I'd go one step further. Homelessness, and poverty in general, are necessary to capitalism. If the consequences of poverty weren't so bad, workers wouldn't fear losing their jobs so much. Homelessness helps maintain the authority of the boss over the worker and the corresponding hierarchy of capital over labor.

[-] stabby_cicada@slrpnk.net 47 points 3 months ago

San Francisco infuriates me. There are activist groups that are made of actual literal unhoused people telling the city what they need and what they want. And the city could just give people the money they need for a fraction of the administrative costs it spins on its non-profits and its government agencies.

But the city says homeless people are drug addicts and criminals and can't be trusted to use money responsibly.

So they funnel millions of dollars to corrupt non-profits and government agencies who promise to use the money responsibly for the benefit of the homeless and they fucking don't. There was a $350K program run by the Salvation Army in partnership with the local public transit agency. One homeless person used their services.. One.

********************

WRITTEN PROBLEM
Answer from the comments on homelessness above:
(a) What does the first comment say homelessness helps maintain?
(b) What reason does the city give for not handing homeless people money directly?
(c) How much was the program run by the Salvation Army, and how many homeless people used its services?

********************

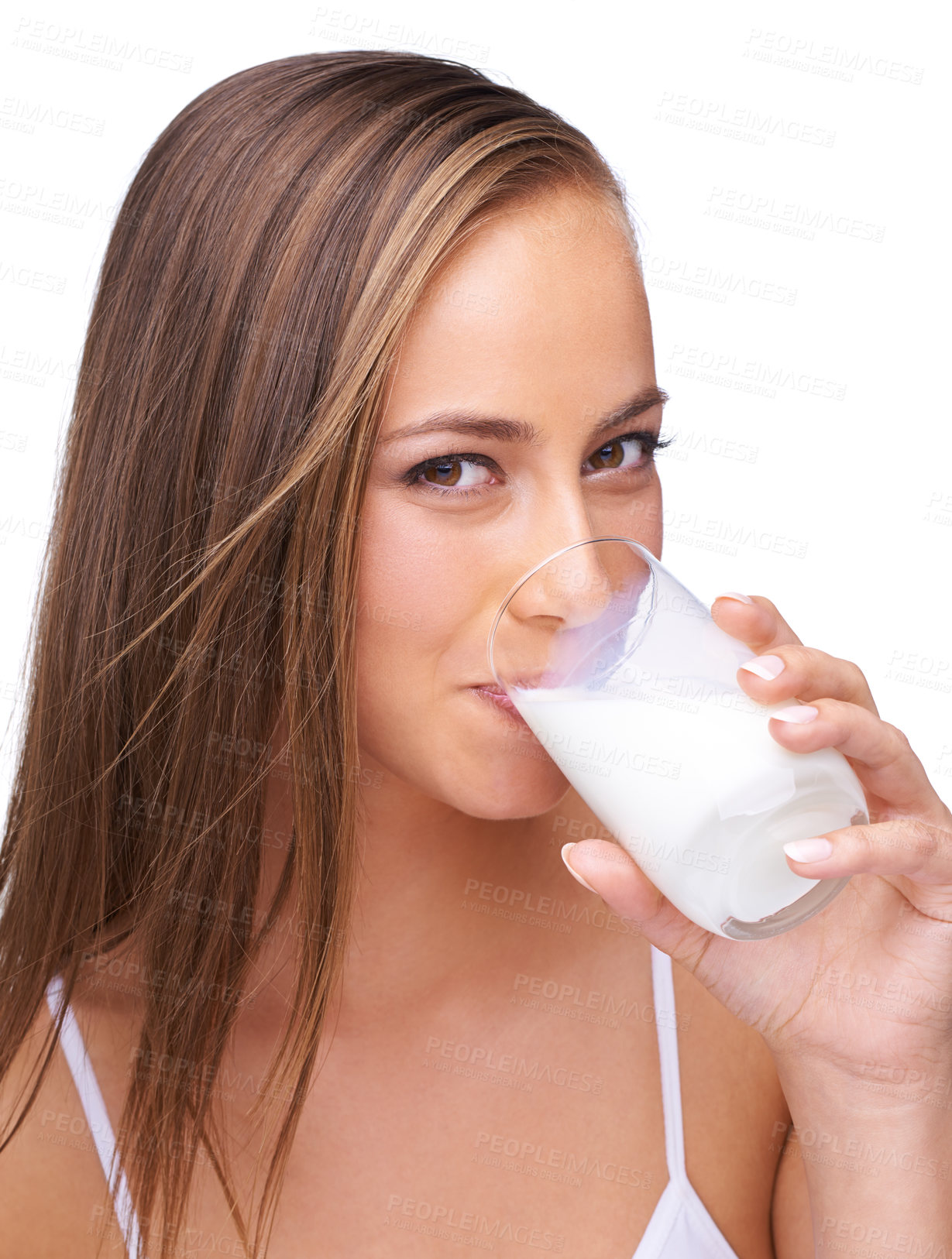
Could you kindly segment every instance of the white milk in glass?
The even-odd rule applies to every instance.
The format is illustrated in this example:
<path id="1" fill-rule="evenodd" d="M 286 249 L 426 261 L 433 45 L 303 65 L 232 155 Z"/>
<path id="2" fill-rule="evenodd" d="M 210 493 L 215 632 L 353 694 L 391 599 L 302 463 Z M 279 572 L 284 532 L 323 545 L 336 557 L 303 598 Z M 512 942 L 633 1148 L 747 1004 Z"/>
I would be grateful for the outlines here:
<path id="1" fill-rule="evenodd" d="M 727 919 L 754 923 L 816 886 L 793 874 L 782 845 L 868 821 L 865 796 L 835 749 L 788 752 L 771 737 L 769 714 L 790 700 L 754 704 L 713 685 L 696 692 L 704 697 L 611 682 L 509 691 L 651 881 L 693 922 L 725 934 Z"/>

********************

SOLUTION TO THIS TASK
(a) The authority of the boss over the worker and the corresponding hierarchy of capital over labor.
(b) It says homeless people are drug addicts and criminals and can't be trusted to use money responsibly.
(c) $350K; one homeless person used its services.